**Exercise task 1**:
In the bond issue report, by how many times was the issue oversubscribed?
**Exercise task 2**:
Reproduce the bond issue report starting at the words "State-run power major" and ending after "in a statement.", substituting "the power utility" for "NTPC" each time it occurs.

**Supplied text**:
State-run power major NTPC on Tuesday received an overwhelming response for its bond issue by garnering Rs 3,310 crore, much ahead of its scheduled closing.

"The issue was oversubscribed by 3.3 times. As against Rs 1,000 crore, NTPC has already collected about Rs 3,310 crore, Rs 2,310 crore above the base size," the company said in a statement.

The tax-free bond issue, which opened on Monday was earlier scheduled to close on December 16 but will formally close on Wednesday, according to a company official.

This was the state-run company's first bond issue after a gap of over 20 years. Under the offer, the company issued tax-free secured, redeemable non-convertible bonds.

The base issue size aggregates to Rs 1,000 crore with an option to retain over-subscription up to Rs 750 crore for issuance of additional bonds, aggregating up to Rs 1,750 crore.

**Provided material**:
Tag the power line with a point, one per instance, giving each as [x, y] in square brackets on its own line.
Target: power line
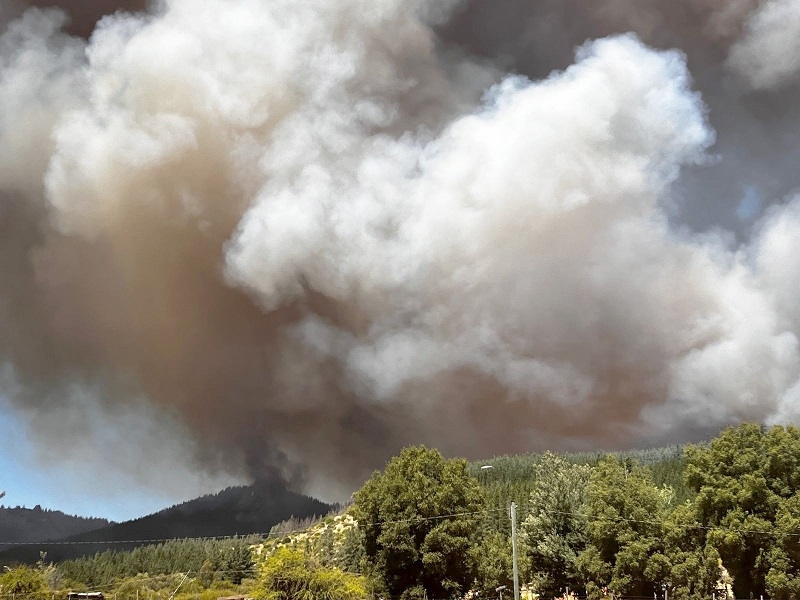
[415, 519]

**Right answer 1**:
3.3 times.

**Right answer 2**:
State-run power major the power utility on Tuesday received an overwhelming response for its bond issue by garnering Rs 3,310 crore, much ahead of its scheduled closing.

"The issue was oversubscribed by 3.3 times. As against Rs 1,000 crore, the power utility has already collected about Rs 3,310 crore, Rs 2,310 crore above the base size," the company said in a statement.